* Your instructions *
Reproduce the entries in full, with no changes.

+---+

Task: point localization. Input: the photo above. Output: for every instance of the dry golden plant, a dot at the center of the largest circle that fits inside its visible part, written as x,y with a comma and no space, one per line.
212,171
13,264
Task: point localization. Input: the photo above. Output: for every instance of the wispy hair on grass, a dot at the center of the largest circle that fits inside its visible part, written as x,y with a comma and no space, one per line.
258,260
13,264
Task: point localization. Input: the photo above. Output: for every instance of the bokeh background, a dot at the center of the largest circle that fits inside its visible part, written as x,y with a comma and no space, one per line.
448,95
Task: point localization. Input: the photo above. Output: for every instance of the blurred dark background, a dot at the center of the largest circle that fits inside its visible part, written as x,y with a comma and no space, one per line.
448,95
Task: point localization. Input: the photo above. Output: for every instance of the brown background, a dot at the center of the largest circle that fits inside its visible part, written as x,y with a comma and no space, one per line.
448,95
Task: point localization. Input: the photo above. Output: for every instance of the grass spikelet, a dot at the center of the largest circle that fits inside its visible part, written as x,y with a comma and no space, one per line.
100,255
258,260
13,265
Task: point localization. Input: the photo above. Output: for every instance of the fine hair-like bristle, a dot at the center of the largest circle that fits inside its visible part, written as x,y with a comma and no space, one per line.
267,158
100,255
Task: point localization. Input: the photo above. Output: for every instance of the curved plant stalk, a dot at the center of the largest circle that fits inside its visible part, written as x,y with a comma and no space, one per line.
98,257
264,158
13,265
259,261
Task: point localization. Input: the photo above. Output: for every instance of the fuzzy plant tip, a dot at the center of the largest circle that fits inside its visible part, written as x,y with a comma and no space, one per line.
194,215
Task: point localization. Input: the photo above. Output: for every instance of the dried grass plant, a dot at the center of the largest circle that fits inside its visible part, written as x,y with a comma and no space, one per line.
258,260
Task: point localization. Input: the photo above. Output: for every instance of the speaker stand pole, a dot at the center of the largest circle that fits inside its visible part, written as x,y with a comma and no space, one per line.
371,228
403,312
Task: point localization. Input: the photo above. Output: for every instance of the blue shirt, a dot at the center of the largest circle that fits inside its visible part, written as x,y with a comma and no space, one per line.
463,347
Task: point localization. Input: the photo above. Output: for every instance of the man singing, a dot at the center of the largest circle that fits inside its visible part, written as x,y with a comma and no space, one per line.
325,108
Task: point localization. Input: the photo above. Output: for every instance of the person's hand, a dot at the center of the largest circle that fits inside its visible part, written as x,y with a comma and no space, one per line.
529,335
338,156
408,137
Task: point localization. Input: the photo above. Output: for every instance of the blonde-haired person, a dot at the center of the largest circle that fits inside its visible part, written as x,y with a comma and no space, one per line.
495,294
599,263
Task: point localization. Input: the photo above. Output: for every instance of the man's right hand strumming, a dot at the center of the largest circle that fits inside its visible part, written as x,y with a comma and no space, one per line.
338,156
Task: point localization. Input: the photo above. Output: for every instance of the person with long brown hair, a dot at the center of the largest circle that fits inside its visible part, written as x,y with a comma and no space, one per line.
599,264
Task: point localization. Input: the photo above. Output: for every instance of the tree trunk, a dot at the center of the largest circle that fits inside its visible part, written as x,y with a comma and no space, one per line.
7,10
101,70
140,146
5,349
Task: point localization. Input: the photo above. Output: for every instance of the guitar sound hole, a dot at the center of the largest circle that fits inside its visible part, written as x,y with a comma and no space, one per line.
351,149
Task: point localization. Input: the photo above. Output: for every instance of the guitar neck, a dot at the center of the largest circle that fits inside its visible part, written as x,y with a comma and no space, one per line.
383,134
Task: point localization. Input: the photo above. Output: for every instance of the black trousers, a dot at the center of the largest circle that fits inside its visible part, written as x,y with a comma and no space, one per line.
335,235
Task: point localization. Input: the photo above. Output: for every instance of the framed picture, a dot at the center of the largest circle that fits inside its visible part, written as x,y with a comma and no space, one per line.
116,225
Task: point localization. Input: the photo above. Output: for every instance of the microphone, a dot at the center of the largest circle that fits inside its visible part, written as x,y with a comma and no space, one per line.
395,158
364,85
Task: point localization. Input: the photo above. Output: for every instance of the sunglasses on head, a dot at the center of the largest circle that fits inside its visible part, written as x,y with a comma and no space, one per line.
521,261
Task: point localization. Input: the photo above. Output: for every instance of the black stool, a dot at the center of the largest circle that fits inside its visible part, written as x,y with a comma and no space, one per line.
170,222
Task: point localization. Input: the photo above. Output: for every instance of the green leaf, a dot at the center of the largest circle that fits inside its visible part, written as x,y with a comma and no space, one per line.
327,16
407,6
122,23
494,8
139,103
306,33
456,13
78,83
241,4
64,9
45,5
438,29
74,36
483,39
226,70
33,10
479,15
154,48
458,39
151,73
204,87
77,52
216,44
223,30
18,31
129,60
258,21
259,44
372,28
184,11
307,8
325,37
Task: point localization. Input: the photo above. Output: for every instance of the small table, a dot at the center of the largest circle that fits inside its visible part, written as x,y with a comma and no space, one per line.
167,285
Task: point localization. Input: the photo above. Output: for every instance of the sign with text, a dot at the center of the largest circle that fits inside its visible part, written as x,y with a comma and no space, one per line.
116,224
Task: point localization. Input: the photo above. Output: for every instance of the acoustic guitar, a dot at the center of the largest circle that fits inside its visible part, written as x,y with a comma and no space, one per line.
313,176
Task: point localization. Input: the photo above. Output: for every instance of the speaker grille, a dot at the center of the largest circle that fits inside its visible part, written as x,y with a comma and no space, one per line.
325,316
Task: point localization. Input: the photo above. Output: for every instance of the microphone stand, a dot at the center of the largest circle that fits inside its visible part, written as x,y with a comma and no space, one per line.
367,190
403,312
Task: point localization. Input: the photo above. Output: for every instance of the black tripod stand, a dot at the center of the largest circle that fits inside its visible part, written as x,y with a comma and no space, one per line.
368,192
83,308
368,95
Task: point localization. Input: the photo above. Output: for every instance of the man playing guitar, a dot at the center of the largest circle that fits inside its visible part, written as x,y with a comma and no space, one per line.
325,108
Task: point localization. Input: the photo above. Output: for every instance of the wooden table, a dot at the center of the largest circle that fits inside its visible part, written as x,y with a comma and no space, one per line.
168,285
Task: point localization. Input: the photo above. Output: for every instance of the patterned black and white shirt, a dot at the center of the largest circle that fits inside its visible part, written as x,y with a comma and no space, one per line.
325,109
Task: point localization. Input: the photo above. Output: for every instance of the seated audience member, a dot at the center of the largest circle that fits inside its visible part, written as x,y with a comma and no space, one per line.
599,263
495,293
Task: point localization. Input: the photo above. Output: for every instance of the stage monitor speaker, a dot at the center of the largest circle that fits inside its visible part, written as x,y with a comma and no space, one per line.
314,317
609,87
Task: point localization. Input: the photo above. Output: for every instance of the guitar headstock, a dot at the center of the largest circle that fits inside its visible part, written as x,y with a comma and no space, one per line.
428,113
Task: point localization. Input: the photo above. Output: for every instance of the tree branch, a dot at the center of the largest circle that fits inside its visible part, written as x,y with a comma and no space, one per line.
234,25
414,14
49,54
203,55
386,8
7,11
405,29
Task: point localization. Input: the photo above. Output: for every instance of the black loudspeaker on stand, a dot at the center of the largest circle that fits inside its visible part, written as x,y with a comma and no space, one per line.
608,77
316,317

+---+

* Task answer *
Task: point localization. Input: the photo above. Output: for every instance of the dry golden plant, a dot at the center of the largest circle that fits inside its visible part, written as x,y with a comma and no space, one per line.
212,171
13,264
Task: point localization. Input: the photo above. Output: for every instance of the wispy hair on grass, a dot at the center of the largest circle that fits inside its visible part, written as x,y with a comma and no space, one per line.
258,260
13,264
Task: point localization. Input: the photo above. Output: for every instance of the bokeh background, a dot at the center of the largest circle that fits inside its visible part, written as x,y with a comma and no space, one per line.
448,95
Task: point localization. Input: the photo above. Output: for every instance of the blurred dark background, a dot at the center of the largest circle that fits inside its visible part, written as x,y with a comma and no space, one per line.
448,95
Task: point localization. Input: the photo above. Output: for every instance of the brown background, a dot at the center of the largest circle that fits inside its visible part, written as x,y with a comma and no space, one per line.
448,95
Task: point localization. Input: the photo above. Output: for every instance of the grass spikelet, a dot at the center of the largest circle that fits inside its visible part, written as x,y with a comma and no space, one per line.
100,255
258,260
13,265
Task: point localization. Input: the photo above. Output: for every instance of the fine hair-like bristle, a dot at the center of the largest circle that fits inside its visible part, written as x,y with a comma and no space, one per line.
267,158
100,255
Task: point localization. Input: the photo above. Output: for every instance of the curved plant stalk, a dot at the center of the largest circle that fits inside its visible part, written as x,y with a comma and no space, one per line.
98,257
264,158
13,265
259,261
Task: point localization. Input: the photo above. Output: for every instance of the fuzzy plant tip, a dot at the center of the largest circle that fits inside its visible part, written as x,y with a comma and no space, one per line.
194,215
Task: point localization. Input: the photo above. Output: for every instance of the dried grass plant, a dot at the center of the largest circle that fits inside its visible part, written as x,y with a comma and no space, one per line.
258,260
Task: point localization. Input: the photo above. Output: for every instance of the speaker stand pole, a dot at the center of the largest circle that fits inside its visible part, written as x,y with a comma and no space, one per line.
371,228
403,312
Task: point localization. Input: the photo above. Output: for every instance of the blue shirt, a dot at the center of the largest circle that fits inside its visible part, written as x,y with a comma and no space, one per line.
463,347
Task: point localization. Input: the photo above. Output: for every instance of the man singing, a dot at the center of the largest circle that fits inside its visible part, written as x,y with a comma and no space, one per line.
325,108
Task: point localization. Input: the photo above. Output: for every instance of the person's hand, a dot at the center of the largest circle that fits inside its visible part, written as x,y with a comma and no space, one per line.
529,335
338,156
408,137
Task: point localization. Input: the photo above. Output: for every instance of the blonde-haired person, a dot at the center of the largest circle that fits inside its visible part, written as x,y with a comma and no space, one per line.
495,294
599,263
Task: point localization. Input: the photo above. Output: for every instance of the man's right hand strumming, a dot at the center of the largest circle that fits inside its visible part, written as x,y with a comma and no space, one per line.
338,156
Task: point localization. Input: the photo above. Output: for every instance of the person with long brown hair, a dot at the center of the largest circle that fits inside its visible part, written as x,y with a comma and no space, one per line.
599,264
Task: point localization. Input: the photo above. Output: for every instance of the tree trunk, a dot at the center of the largest circle that fits inside its visible part, written as x,y with a comma and no space, one per line.
7,10
101,70
140,146
5,349
Task: point localization. Input: the photo above. Output: for every instance of the guitar sound hole, a dot at the center of the largest circle that fits inside its visible part, written as x,y with a comma and no space, one per line.
351,149
Task: point localization. Input: the photo above. Output: for every instance of the guitar neck, a dot at the center of the largest circle that fits inside its visible part, written as x,y with a comma and no space, one per line.
383,134
Task: point localization. Input: the photo above. Output: for every instance of the black trousers, a dot at the center of the largest circle that fits inside its visible part, written as x,y with a comma and no space, one per line.
335,235
Task: point localization. Input: the photo above. Output: for every instance of the framed picture, a dot at the center of the largest circle that fits inside its visible part, written as x,y with a comma and no space, one per line.
116,225
Task: point localization. Input: the photo above. Output: for every instance of the microphone, a dot at the center of the largest circle that fits inside its visible part, written as x,y with a comma and no space, one per line.
395,158
364,85
Task: point localization. Input: the photo above. Output: for every instance of the sunglasses on head, a dot at the center of the largest circle that fits inside its visible part, written as x,y with a comma and no space, one per line.
521,261
Task: point localization. Input: the photo above. Output: for every instance of the black stool, a dot at the center of the largest circle that fits inside its visible part, written as x,y with a comma and no space, one per line.
170,222
Task: point localization. Input: the photo above. Output: for every instance of the green leaf, a dot at the center of the largest circle that fits inside its visible part, written as x,y with a comma and no space, one per line.
327,16
407,6
122,23
494,8
139,103
306,33
456,13
78,83
241,4
64,9
45,5
438,29
74,36
483,39
226,70
33,10
479,15
154,48
458,39
151,73
204,87
77,52
216,44
223,30
18,31
129,60
258,21
259,44
372,28
184,11
307,8
325,37
Task: point localization. Input: the photo above. Output: for every instance of the small table, a dot at the center of the largest circle that fits inside its visible part, written as x,y with a comma and no space, one per line.
167,285
Task: point localization. Input: the photo above. Output: for every instance of the sign with text, a dot at the center of the largest circle that fits inside its visible part, written as x,y with a comma and no space, one per line.
116,224
Task: point localization. Input: the photo above. Output: for every instance of the acoustic guitar, a dot at the center of the largest circle that fits inside its visible part, written as x,y with a comma and no space, one per line.
313,176
Task: point localization. Input: the photo above. Output: for every instance of the speaker grille, a dot at the center of the largest circle that fits inside its visible part, written as x,y with a comma and no space, one per line.
325,316
Task: point localization. Input: the photo above. Output: for every instance of the microphone stand, a dot at the center of the largest circle that fits inside its visible part, written as x,y with a comma and no space, one per line.
367,190
403,312
Task: point localization. Input: the photo above. Output: for every instance of the black tripod stand, a dot at the center of the largest circle that fits inside its visible part, written as x,y with a comma and no space, one per line.
368,192
83,308
368,95
Task: point localization. Input: the photo above. Output: for every instance of the man playing guitar, a dot at the center of the largest circle that fits inside its visible part, written as x,y with a comma and no space, one per line.
325,108
Task: point localization. Input: the photo above. Output: for every instance of the wooden table, a dot at the center of the largest circle that fits inside its visible part, written as x,y with a comma and no space, one per line.
168,285
Task: point localization. Input: the photo above. Output: for every instance of the patterned black and white shirt, a dot at the center of the largest circle that fits inside its visible part, written as x,y with a comma and no space, one per line.
325,109
Task: point localization. Input: the photo above. Output: for every instance of the seated audience member, a dot at the center of the largest circle that fits inside its visible part, written as x,y with a comma and no space, one per line.
599,263
495,293
Task: point localization. Input: the photo above. Output: for every instance of the stage monitor speaker, a dot at the center of the largest circle that fits inside its visible part, written as x,y with a comma and no space, one per line.
314,317
609,87
Task: point localization. Input: the photo above. Output: for every instance of the guitar headstock, a dot at the center of the largest circle that fits inside its visible part, written as x,y with a comma and no space, one per line.
428,113
Task: point localization. Input: the photo above. Output: for every instance of the tree branch, a dot at the center of the largest circle that fits inside its visible part, written as x,y with a comma and no space, one per line.
234,25
414,14
49,54
203,55
386,8
7,11
405,29
Task: point localization. Input: the photo above. Output: for every instance of the black loudspeaker on stand, a dot at the center of the largest circle that fits inside its visible part, written as x,y with a comma and no space, one per line.
608,77
316,317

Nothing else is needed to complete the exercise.